## Data supplied
==========

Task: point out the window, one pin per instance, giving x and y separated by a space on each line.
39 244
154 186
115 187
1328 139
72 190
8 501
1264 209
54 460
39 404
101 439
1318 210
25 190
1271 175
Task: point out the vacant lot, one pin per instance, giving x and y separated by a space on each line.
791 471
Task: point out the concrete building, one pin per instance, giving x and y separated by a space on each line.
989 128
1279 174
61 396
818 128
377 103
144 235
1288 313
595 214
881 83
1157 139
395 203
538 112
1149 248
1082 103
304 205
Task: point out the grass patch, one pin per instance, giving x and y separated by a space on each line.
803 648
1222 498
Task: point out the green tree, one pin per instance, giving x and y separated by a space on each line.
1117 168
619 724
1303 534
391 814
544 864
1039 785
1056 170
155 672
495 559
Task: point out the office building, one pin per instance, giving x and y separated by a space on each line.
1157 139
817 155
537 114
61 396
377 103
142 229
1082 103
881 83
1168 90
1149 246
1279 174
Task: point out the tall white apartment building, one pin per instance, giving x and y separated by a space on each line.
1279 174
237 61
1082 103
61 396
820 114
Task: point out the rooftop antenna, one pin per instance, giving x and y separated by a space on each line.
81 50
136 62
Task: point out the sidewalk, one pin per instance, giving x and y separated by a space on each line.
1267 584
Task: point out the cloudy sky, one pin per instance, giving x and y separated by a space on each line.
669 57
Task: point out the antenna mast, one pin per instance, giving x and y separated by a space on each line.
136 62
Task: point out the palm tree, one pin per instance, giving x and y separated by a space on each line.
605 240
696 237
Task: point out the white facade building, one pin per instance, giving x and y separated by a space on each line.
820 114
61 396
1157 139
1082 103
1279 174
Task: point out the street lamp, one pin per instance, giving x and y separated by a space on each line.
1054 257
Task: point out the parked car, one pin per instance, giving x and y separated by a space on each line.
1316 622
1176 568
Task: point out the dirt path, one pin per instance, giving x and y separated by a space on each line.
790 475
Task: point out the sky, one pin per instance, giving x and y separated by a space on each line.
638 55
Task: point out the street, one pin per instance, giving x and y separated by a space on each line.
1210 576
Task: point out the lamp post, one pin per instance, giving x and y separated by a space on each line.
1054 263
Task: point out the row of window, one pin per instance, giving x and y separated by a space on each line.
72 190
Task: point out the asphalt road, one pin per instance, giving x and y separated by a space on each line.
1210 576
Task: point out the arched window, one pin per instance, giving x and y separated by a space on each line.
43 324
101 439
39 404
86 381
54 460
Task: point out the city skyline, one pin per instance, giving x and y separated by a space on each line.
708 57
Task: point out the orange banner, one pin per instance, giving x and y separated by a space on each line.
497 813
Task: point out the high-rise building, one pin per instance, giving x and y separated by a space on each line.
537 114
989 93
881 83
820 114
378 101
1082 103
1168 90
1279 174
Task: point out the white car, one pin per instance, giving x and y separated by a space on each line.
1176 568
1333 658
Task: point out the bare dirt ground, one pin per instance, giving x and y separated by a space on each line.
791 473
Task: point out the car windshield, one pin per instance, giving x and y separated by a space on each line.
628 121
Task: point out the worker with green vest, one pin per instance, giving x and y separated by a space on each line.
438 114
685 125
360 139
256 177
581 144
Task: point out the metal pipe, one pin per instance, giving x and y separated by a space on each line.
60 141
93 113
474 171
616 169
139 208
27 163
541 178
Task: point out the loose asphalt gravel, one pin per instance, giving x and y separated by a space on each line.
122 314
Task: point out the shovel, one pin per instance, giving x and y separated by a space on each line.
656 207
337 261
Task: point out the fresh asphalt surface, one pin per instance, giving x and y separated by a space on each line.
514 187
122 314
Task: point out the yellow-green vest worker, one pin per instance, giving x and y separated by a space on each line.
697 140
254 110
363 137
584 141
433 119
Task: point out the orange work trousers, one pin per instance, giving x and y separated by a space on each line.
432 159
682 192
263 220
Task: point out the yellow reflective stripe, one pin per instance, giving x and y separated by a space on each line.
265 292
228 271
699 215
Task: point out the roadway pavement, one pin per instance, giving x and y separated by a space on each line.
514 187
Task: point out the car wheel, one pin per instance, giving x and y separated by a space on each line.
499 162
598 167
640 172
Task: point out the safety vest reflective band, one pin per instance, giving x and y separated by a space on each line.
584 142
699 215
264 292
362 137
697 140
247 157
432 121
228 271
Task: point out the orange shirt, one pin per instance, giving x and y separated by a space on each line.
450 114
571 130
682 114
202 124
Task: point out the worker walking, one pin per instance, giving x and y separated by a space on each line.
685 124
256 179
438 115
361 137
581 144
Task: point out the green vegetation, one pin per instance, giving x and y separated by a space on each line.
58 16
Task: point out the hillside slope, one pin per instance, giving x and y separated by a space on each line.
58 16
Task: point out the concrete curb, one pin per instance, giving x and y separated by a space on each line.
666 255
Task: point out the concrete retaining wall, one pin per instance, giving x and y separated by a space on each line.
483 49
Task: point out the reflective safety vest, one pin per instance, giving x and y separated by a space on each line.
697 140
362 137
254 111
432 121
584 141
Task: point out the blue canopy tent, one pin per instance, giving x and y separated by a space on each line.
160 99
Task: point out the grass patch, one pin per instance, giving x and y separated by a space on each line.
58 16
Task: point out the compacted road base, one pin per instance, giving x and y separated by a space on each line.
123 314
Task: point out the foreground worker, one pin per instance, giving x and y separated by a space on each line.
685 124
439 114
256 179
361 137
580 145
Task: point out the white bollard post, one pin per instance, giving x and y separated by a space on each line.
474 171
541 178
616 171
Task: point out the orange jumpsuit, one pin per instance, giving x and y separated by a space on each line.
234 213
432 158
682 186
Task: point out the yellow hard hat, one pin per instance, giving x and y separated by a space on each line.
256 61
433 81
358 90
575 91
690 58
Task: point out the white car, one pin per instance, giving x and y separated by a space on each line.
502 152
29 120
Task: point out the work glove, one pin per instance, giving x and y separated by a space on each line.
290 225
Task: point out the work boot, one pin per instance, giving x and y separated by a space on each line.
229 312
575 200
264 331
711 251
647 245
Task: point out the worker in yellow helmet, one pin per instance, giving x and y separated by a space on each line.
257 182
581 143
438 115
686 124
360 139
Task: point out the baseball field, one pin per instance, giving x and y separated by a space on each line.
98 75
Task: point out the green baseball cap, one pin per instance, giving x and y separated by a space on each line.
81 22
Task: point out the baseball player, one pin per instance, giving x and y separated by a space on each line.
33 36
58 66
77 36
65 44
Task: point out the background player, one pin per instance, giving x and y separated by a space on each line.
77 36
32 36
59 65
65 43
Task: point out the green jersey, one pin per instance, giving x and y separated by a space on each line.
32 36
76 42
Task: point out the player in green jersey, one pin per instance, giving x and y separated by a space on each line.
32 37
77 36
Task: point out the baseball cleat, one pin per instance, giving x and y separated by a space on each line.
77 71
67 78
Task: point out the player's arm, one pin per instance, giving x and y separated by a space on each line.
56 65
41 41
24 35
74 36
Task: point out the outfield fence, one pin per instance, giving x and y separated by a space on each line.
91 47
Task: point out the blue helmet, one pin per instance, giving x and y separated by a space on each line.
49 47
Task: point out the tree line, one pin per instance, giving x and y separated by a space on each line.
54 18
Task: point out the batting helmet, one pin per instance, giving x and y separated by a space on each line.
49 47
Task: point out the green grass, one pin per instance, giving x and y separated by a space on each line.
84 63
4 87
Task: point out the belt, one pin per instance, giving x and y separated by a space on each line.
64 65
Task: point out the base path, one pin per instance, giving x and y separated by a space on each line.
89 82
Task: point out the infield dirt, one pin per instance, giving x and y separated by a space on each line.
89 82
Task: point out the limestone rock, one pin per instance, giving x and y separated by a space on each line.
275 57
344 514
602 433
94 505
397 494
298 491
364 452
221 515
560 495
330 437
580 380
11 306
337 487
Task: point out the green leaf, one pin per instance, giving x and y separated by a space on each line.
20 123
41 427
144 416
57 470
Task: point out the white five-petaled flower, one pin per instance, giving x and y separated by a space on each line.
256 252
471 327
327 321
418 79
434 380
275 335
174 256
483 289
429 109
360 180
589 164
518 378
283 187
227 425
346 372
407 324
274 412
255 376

==========

## Task details
Nothing outside the span should appear: transcribe the lines from the one containing "Task: point out the player's" through the last line of the records.

## Task response
Task: point out the player's arm, one pin per instance, giving x and y separated by a space on each line.
56 65
41 41
24 35
74 36
Task: point out the outfield fence, one pin per instance, giving x and y separated by a space on each line.
91 47
Task: point out the blue helmet, one pin per instance, giving x and y separated by a space on each line.
49 47
Task: point out the tree line, one pin per instance, giving x and y separated by a space on each line.
54 18
Task: point out the batting helmet, one pin per instance, giving x and y separated by a space on each line.
49 47
Task: point out the green grass, one pin per instance, giving x and y separated by a space on each line.
84 63
4 87
Task: point out the belt, one pin per instance, giving x and y separated by a space on each line.
64 65
Task: point out the base path, one pin per instance, giving x and y separated by a space on each line.
89 82
Task: point out the infield dirt, one pin per instance, giving x and y separated by a space on each line.
89 82
Task: point out the limestone rock, one pin per instance, giving x and y separated by a space on each line.
275 57
344 514
602 433
94 505
397 494
298 491
364 452
221 515
560 495
330 437
580 380
11 306
337 487
Task: point out the green leaf, one pin per instance, giving x and y separated by a space on each line.
20 123
41 427
144 416
57 470
Task: point out the white five-petaled flower, one pin per instance, giving x and y separated by a space on each line.
256 252
471 327
327 321
418 79
434 380
275 335
174 256
483 289
429 109
360 180
589 164
518 378
283 187
227 425
346 372
407 324
274 412
255 376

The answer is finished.